Reproduce every line of the listing exactly.
==*==
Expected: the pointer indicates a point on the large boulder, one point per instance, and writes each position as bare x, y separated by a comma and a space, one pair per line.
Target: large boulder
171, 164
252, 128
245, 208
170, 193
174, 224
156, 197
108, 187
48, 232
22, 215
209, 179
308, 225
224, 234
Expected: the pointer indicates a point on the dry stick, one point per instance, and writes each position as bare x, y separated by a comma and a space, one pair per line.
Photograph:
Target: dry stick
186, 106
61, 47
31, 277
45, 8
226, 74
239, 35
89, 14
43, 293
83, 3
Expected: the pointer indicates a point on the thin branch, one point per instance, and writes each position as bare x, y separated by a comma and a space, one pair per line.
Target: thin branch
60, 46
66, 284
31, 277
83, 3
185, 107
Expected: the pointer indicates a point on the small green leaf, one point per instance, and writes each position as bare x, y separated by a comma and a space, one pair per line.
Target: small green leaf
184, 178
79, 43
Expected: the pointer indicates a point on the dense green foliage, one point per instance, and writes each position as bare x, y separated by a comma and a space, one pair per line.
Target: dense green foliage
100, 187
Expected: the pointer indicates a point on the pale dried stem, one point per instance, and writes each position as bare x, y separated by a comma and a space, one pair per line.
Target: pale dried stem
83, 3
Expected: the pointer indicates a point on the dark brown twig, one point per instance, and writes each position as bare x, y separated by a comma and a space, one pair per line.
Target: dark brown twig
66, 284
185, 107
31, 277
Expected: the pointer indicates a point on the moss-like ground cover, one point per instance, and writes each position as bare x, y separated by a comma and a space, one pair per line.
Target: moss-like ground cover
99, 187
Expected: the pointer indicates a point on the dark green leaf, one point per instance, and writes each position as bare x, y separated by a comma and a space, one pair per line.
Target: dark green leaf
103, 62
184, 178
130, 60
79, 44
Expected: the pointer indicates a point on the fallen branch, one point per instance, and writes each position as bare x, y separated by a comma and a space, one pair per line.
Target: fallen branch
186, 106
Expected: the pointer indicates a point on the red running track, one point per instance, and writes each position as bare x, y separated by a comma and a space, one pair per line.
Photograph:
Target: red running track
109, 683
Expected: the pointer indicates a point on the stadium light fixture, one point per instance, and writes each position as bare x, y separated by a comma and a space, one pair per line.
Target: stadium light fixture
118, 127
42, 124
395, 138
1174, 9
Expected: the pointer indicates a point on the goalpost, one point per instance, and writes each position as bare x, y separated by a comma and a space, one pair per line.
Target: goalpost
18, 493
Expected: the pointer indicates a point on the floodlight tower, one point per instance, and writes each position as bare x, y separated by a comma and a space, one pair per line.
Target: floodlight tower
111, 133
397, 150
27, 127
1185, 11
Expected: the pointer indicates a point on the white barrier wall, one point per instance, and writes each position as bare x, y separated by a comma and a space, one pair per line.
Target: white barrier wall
==*==
- **Result of this task**:
Expected: the pointer indicates a point on the large boulder, one point per instance, and writes each position as bare x, y separated by a comma and a space, one pair per line.
Target: large boulder
171, 164
252, 128
245, 208
170, 193
174, 224
156, 197
108, 187
48, 232
22, 215
209, 179
308, 225
224, 234
Expected: the pointer indicates a point on the dry stick, one point per instance, and writes each position as bare x, y separated by a comma and a space, one pair per line.
Photograph:
Target: dry stick
186, 106
61, 47
31, 277
45, 8
226, 74
239, 35
89, 14
43, 293
83, 3
Expected: the pointer indicates a point on the thin branch, one point per instance, and writes each position as bare x, y separated by a comma and a space, one pair per line.
Target: thin branch
60, 46
66, 284
31, 277
83, 3
185, 107
Expected: the pointer indicates a point on the small green leaf, one point per instance, and writes each position as bare x, y separated by a comma and a space, one pair per line.
Target: small green leaf
184, 178
79, 43
Expected: the pointer indicates a point on the dense green foliage, one point per instance, and writes each position as bare x, y separated by a comma and a space, one pair per line.
Target: dense green foliage
100, 187
Expected: the pointer indicates a point on the pale dried stem, one point per instance, and writes each position as bare x, y separated by a comma and a space, one pair per line.
Target: pale dried stem
83, 3
Expected: the pointer indicates a point on the dark brown twig, one point per instance, and writes each position as bare x, y separated by a comma and a space, one pair per line.
Target: dark brown twig
66, 284
185, 107
31, 277
Expected: the pointer indicates a point on the moss-like ground cover, one point per instance, and writes each position as bare x, y separated by a comma and a space, one pair per line.
Target: moss-like ground cover
99, 187
Expected: the pointer indicates a point on the dark green leaf, one point per instance, and writes each position as bare x, y separated by a comma and a space, one pair per line.
Target: dark green leaf
103, 62
184, 178
130, 60
79, 44
Expected: the pointer indicates a point on the fallen branch, one point per instance, and writes each position as bare x, y separated by a comma and a space, one pair per line.
Target: fallen branch
186, 106
Expected: the pointer indicates a point on the red running track, one point per instance, and writes each position as bare x, y separated by a comma and a space, one pair per line.
Photograph:
Target: red running track
109, 683
Expected: the pointer indicates a point on the stadium light fixture, one point per instance, and writes each position as bare x, y separated by a comma and a space, one pair per line.
Target: stadium light fixture
118, 127
42, 124
395, 138
1174, 9
Expected: the pointer indicates a point on the goalpost, one point per instance, and writes each position as bare x, y separated by a comma and a space, one pair per line.
Target: goalpost
18, 493
Expected: the pointer indicates a point on the floodlight tower, one point per instance, and writes each position as bare x, y separated by a comma and a space, one pair per line.
Target: floodlight tower
111, 133
397, 150
27, 127
1185, 11
Expected: the pointer indicates a point on the white barrier wall, one point per instance, and writes each position as bare x, y separated by a comma and a space, one pair per line.
Target: white barrier wall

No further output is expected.